Autumn Almanac, Friday, 18 March 2016 00:59 (eight years ago) link

dylannn how come you're in tokyo now? forgive me if you've already discussed this and i've not kept up.

Autumn Almanac, Friday, 18 March 2016 01:02 (eight years ago) link

thanks aa

yeah as with japanese i don't have any arbitrary goals or foolish time constraints so i am cool with learning chinese for the rest of my life

clouds, Friday, 18 March 2016 01:21 (eight years ago) link

i feel like the chinese language and culture are so deep you could just keep learning new things forever and that's pretty exciting -- maybe 10 years from now i'll be diving into 吴语 ^^

clouds, Friday, 18 March 2016 01:30 (eight years ago) link

yeah it's a bottomless pit of exploration. even if you feel you've exhausted a particular aspect, you can move onto chengyu, trad characters, dialects, new cities/regions, classical writing/calligraphy etc etc etc

Autumn Almanac, Friday, 18 March 2016 01:46 (eight years ago) link

hey aa why are you in taiwan? longterm?
my girlfriend and i moved to tokyo in october. she had a job offer. i tagged along. i'm struggling to learn japanese and it's going extremely slowly.

dylannn, Friday, 18 March 2016 09:05 (eight years ago) link

the original plan was to move to guangzhou this year but... combination of not a lot of job opportunities and the only opportunities kinda sketchy with the visa. it was cool to go solo back in the day but bringing along my girlfriend who's never been to china to live there for a few years, i couldn't do it. i took her with me on my last job hunting trip and she was okay with hong kong but i couldn't picture her in guangzhou.

dylannn, Friday, 18 March 2016 09:13 (eight years ago) link

clouds yo if u want to run anything by me or ask anything u can always email me

dylannn, Friday, 18 March 2016 09:16 (eight years ago) link

will do dude, thanks

clouds, Friday, 18 March 2016 15:19 (eight years ago) link

hey aa why are you in taiwan? longterm?

_Tasks to perform:_
1) According to the forum thread, why did the couple move to Tokyo?
2) Please copy a passage from the forum thread word for word. Begin at the words that contain "my girlfriend and" and stop after "her in guangzhou.".
The entries aren't needed for what comes next.

_Listed records:_
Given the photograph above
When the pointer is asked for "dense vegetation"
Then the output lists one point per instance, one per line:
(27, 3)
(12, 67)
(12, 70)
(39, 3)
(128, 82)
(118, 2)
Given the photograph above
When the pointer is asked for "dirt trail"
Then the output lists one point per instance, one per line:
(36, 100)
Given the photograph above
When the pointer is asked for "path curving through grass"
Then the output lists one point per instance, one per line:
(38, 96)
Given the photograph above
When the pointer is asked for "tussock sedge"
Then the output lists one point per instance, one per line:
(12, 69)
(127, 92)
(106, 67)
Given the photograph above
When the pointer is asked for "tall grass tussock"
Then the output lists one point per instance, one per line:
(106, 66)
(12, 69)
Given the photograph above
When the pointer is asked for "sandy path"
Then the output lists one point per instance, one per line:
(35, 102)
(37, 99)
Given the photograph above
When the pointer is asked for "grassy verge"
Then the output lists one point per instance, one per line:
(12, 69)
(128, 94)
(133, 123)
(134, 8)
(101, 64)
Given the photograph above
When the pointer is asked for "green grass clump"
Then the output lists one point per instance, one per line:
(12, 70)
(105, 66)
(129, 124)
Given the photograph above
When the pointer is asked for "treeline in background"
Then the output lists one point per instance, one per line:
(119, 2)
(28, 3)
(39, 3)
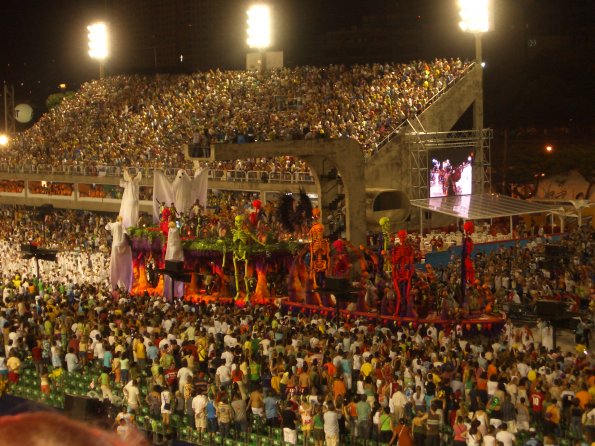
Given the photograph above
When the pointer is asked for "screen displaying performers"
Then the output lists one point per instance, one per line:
(451, 172)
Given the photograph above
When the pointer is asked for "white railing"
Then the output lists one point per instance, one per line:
(395, 131)
(254, 176)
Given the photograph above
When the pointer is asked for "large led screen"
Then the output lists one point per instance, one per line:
(450, 172)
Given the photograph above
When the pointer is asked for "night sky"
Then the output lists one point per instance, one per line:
(44, 44)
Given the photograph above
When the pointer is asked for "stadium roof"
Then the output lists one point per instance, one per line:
(478, 207)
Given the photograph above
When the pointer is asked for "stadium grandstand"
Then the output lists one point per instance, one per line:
(136, 121)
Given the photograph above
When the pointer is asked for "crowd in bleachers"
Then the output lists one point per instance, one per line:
(144, 121)
(216, 368)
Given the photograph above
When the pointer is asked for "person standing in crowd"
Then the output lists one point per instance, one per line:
(331, 425)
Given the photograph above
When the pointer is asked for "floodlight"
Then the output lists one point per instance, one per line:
(475, 15)
(98, 41)
(259, 26)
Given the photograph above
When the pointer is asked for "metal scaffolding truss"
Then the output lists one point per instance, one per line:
(421, 143)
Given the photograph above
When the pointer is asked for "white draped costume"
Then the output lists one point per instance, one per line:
(121, 258)
(129, 204)
(183, 191)
(173, 251)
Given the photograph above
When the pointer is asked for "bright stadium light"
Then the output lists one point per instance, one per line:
(475, 16)
(259, 31)
(98, 43)
(259, 27)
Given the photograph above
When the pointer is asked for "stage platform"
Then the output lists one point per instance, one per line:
(478, 322)
(475, 322)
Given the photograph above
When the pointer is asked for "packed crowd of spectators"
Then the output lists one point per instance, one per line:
(141, 121)
(220, 368)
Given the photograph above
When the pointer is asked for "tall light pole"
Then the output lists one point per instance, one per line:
(259, 31)
(476, 19)
(99, 44)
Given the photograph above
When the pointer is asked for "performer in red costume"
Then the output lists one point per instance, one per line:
(467, 271)
(402, 268)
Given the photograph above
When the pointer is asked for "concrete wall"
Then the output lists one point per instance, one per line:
(390, 168)
(443, 114)
(322, 156)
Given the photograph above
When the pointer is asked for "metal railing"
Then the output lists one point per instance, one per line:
(258, 176)
(394, 132)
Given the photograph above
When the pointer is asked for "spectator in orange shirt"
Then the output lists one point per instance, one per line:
(583, 396)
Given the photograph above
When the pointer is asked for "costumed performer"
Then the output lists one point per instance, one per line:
(130, 197)
(402, 270)
(467, 270)
(174, 251)
(121, 257)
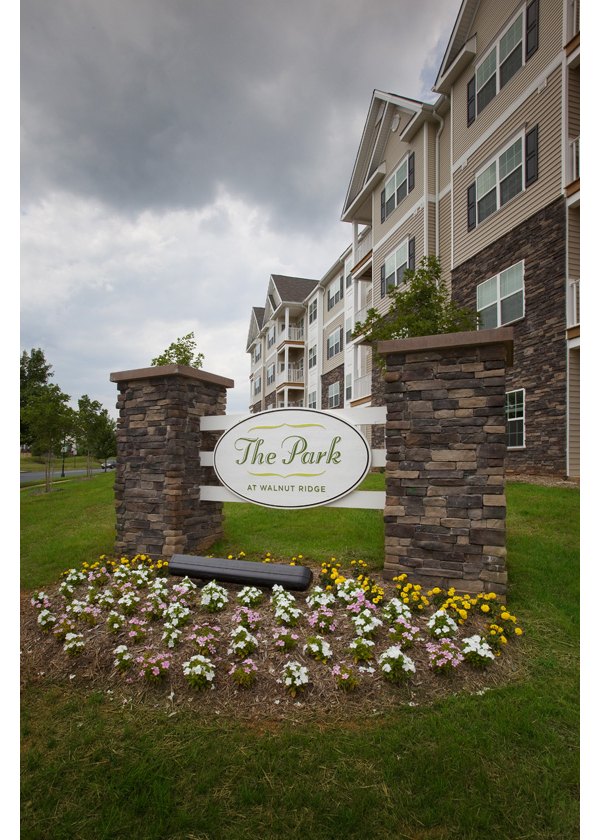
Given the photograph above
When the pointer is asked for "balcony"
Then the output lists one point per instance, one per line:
(292, 375)
(290, 334)
(573, 303)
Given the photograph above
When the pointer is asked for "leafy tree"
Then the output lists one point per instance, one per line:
(94, 431)
(50, 421)
(35, 373)
(181, 352)
(420, 306)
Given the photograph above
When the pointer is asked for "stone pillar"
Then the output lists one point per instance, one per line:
(445, 508)
(158, 460)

_Solutions per task:_
1) The girlfriend had a job offer.

2)
my girlfriend and i moved to tokyo in october. she had a job offer. i tagged along. i'm struggling to learn japanese and it's going extremely slowly.

dylannn, Friday, 18 March 2016 09:05 (eight years ago) link

the original plan was to move to guangzhou this year but... combination of not a lot of job opportunities and the only opportunities kinda sketchy with the visa. it was cool to go solo back in the day but bringing along my girlfriend who's never been to china to live there for a few years, i couldn't do it. i took her with me on my last job hunting trip and she was okay with hong kong but i couldn't picture her in guangzhou.